Exercise:
Please pick out every line in the entries below that contains the string "near", and copy each of those lines in full.
=== Task material ===
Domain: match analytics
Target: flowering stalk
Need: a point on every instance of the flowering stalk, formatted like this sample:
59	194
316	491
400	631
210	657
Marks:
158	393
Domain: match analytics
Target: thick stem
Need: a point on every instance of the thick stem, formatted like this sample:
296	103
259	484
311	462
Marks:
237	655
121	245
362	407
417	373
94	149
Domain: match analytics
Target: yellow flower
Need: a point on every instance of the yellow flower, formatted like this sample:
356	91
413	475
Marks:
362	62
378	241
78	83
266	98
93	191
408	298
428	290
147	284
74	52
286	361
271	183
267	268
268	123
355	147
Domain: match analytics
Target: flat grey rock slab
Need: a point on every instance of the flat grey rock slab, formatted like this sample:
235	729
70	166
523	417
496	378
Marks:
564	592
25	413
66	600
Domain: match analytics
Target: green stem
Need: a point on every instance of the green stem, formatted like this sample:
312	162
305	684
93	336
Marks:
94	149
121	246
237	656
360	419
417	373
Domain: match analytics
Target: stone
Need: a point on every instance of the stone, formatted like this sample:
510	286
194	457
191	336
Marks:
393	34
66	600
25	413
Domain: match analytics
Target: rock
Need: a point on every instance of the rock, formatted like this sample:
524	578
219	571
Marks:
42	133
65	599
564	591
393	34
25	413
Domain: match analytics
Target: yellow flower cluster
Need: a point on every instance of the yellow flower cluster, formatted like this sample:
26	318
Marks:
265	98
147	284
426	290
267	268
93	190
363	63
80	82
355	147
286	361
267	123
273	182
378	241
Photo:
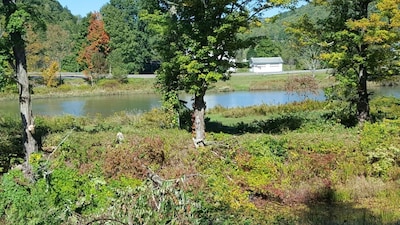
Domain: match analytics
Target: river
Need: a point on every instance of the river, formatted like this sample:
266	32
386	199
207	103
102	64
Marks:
137	103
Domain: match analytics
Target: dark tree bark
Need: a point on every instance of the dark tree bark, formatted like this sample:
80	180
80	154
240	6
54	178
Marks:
363	96
25	104
199	127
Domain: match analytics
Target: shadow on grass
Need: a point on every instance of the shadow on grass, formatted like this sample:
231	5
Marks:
11	147
275	125
344	213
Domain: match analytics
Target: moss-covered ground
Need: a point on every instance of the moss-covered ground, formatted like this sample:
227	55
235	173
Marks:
287	164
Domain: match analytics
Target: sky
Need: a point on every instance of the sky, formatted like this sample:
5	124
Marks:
83	7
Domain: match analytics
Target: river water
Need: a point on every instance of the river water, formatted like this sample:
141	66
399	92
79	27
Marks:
137	103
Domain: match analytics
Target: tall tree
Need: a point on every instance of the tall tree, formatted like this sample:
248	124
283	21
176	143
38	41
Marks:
305	41
130	41
199	41
362	39
58	44
95	53
198	44
16	17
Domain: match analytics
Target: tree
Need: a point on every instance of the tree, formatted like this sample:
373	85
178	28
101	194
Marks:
267	48
16	16
305	40
130	42
95	53
198	42
362	42
58	44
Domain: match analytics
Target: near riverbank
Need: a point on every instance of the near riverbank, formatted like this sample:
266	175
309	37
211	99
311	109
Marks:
79	87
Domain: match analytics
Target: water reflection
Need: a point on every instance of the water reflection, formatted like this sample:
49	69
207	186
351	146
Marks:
137	103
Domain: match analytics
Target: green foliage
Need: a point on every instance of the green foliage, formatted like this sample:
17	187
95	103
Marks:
379	142
151	204
302	86
130	40
49	75
10	143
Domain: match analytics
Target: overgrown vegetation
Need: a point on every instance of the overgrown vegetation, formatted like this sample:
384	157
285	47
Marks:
287	164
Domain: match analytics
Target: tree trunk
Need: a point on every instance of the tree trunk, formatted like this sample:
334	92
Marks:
25	105
199	127
363	97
===
Solved problem:
Target: near riverbank
Need: a point on every instance of the near riverbank, formatted like this sample:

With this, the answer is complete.